TASK DETAILS
Could you set down exactly the lines of the data below, starting at the one that holds "of the blurred" and ending at the one that holds "the bird's leg?", both included, and only those?

[Natural language region descriptions]
============================================================

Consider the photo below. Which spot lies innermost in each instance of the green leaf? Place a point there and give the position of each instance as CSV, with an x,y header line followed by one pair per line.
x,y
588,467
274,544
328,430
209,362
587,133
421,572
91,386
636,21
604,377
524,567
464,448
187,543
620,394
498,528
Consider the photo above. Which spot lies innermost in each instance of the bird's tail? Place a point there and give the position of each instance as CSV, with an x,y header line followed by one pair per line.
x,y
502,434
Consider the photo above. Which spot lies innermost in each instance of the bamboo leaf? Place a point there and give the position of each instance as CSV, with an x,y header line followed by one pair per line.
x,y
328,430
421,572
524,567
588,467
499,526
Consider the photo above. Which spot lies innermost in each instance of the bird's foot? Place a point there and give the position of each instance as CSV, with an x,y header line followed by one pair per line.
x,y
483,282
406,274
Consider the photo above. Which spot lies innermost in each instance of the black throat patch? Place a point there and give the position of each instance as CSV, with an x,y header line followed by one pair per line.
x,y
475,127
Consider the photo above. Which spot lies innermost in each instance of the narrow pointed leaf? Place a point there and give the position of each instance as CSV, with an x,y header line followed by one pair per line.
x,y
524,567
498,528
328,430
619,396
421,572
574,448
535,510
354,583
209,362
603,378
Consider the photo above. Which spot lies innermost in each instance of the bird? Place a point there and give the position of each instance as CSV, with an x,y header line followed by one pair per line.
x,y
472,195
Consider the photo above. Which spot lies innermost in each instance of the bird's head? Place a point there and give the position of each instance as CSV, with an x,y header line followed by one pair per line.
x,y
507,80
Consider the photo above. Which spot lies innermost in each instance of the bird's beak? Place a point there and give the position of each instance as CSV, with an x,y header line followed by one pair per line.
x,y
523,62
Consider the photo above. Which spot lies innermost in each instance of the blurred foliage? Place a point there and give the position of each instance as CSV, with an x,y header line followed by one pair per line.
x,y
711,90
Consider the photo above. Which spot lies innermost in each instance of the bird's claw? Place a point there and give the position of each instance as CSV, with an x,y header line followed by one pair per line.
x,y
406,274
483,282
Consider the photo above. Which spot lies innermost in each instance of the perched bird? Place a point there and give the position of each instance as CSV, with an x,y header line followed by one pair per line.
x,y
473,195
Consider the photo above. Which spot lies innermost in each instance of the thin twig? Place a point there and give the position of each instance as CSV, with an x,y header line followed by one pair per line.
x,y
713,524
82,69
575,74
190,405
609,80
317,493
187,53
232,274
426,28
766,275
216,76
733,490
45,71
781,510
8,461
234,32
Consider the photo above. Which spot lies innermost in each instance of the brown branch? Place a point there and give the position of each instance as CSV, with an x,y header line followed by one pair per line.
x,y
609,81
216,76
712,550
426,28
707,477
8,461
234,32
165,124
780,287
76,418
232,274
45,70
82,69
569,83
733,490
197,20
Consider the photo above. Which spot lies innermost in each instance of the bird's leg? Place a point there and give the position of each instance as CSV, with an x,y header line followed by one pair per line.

============================================================

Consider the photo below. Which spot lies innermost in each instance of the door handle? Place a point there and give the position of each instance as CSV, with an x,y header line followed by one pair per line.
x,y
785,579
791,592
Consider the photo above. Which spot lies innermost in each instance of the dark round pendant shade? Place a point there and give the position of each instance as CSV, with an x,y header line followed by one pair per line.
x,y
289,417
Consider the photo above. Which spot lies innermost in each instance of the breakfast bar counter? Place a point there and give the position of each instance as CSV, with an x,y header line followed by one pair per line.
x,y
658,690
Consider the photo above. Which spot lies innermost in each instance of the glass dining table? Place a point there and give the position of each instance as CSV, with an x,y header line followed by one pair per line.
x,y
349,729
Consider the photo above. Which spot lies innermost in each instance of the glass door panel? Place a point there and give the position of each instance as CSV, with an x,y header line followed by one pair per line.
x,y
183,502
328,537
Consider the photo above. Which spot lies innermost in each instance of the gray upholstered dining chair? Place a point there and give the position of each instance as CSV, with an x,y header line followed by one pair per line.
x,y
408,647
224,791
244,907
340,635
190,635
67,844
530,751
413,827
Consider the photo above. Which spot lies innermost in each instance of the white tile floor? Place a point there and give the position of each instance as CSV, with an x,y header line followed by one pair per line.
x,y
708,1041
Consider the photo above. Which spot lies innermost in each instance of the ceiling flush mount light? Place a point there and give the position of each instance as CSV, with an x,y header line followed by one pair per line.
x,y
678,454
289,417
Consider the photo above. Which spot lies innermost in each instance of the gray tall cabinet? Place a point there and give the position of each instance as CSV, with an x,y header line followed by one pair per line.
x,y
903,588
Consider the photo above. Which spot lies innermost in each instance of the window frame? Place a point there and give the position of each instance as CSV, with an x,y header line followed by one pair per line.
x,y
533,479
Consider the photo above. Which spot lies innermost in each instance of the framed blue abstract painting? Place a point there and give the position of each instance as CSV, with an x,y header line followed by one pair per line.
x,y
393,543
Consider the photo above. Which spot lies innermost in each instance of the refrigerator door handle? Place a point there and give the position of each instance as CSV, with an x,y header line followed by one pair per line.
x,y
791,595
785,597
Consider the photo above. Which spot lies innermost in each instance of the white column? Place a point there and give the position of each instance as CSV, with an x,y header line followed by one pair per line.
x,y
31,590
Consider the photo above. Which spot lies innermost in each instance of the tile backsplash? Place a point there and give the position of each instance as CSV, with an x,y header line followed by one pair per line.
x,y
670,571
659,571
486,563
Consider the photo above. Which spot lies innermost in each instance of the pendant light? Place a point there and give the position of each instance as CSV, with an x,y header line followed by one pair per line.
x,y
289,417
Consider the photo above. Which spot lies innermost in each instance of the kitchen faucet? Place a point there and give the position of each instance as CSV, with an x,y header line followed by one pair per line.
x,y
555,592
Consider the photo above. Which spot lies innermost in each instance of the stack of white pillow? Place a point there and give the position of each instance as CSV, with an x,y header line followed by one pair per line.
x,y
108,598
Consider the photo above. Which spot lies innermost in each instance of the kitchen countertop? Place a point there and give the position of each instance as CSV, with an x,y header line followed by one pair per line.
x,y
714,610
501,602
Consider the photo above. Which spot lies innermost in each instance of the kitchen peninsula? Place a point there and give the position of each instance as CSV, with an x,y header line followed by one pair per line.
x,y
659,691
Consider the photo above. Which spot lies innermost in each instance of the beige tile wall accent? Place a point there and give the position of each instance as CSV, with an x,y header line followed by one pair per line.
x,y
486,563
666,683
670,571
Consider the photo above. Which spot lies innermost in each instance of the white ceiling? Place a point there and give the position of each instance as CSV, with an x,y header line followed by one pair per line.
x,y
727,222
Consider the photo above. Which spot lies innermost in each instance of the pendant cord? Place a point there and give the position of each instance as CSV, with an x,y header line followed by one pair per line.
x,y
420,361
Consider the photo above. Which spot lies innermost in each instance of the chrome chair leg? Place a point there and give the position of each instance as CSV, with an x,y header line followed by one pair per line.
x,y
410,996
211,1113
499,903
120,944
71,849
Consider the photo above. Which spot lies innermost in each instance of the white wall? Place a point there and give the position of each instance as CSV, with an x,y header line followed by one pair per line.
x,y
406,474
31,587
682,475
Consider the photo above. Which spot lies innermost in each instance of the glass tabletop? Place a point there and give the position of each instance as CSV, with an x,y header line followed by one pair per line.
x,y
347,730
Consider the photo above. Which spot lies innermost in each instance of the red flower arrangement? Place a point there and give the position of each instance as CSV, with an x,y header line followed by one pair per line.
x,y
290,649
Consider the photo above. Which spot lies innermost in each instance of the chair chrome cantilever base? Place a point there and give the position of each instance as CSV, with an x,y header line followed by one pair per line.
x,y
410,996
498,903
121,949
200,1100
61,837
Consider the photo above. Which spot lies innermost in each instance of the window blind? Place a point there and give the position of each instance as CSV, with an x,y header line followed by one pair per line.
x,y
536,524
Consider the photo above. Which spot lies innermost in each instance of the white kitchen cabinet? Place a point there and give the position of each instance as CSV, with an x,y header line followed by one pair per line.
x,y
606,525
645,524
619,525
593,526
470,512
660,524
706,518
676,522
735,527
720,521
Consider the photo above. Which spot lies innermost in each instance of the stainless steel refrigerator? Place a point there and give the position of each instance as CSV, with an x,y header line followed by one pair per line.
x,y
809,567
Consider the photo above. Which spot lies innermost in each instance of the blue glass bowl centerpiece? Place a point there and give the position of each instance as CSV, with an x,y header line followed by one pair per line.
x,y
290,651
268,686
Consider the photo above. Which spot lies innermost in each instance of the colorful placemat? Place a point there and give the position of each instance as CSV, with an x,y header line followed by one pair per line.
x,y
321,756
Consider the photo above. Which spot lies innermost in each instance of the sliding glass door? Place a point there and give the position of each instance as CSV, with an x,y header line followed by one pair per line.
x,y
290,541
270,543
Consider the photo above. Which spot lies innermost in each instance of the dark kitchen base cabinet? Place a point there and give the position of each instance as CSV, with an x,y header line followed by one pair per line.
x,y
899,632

============================================================

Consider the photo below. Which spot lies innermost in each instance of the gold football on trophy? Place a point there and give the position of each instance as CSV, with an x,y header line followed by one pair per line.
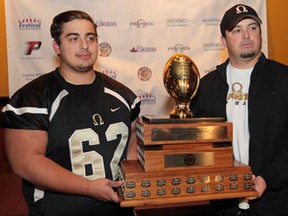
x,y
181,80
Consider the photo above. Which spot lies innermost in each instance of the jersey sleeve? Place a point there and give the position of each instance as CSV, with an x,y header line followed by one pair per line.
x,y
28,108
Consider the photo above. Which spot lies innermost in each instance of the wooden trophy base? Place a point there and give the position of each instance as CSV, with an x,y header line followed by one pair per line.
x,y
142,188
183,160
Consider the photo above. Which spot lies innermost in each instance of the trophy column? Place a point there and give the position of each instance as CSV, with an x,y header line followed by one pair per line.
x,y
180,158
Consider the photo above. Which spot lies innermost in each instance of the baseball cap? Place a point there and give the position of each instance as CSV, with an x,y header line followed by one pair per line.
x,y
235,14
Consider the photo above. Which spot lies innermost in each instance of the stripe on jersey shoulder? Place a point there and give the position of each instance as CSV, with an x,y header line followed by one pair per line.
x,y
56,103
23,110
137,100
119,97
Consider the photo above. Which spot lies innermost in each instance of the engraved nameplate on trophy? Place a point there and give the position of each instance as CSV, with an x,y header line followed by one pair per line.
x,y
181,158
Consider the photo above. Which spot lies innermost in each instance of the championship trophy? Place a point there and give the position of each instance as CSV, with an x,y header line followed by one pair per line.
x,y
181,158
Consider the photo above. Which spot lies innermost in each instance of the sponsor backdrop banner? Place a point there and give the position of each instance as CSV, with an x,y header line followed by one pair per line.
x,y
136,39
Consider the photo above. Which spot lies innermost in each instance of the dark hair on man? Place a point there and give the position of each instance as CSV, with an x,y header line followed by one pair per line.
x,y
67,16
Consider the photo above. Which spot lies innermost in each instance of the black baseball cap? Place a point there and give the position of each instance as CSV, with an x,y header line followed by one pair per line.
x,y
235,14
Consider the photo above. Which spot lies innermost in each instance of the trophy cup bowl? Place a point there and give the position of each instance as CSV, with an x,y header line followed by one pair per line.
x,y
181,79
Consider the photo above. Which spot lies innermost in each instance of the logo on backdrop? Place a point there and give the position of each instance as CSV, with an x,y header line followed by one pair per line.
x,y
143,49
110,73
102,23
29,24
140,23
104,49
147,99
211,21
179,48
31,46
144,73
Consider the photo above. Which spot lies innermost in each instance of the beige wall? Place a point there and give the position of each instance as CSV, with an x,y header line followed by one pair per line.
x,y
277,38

============================================================

RESPONSE
Consider the photo above. Which spot lies innermost in each instance of the blurred foliage? Place a point there and give the position of each instance as CSV, with an x,y header line followed by one pair per line.
x,y
711,90
Consider the photo above. Which spot lies innermost in each instance of the bird's claw? Place a point there and give the position of each instance as CSV, with an x,y header line followed by one pair per line.
x,y
406,274
483,282
Consider the photo above. Which spot lies innermost in each instance of the perched bird? Place a point there and give the position of each instance as CSV, with an x,y header line followed by one pair per line.
x,y
473,195
Consider the photo above. Which spot lies innermost in each instance of the thin twig? Place a point there and give the position of each instance as CSV, with an x,y header line followed by one pair per line.
x,y
713,524
82,69
575,74
190,405
609,80
317,493
187,53
232,274
426,28
766,275
216,76
733,490
45,71
781,510
8,461
234,32
Consider the photo above. Which spot lies innermost in each instance of the brown branch? Place a point there and give the position of each instance as CSV, with an x,y header line followed by one pair per line.
x,y
609,81
216,76
712,550
426,28
707,477
8,461
234,32
165,124
780,287
76,418
232,274
45,70
82,69
569,83
733,490
197,20
Consider the photo above. Which spot lies innermost in each instance of the bird's leg? Place a point there and give the position of each instance as CSV, with an x,y header line followed by one pair per line.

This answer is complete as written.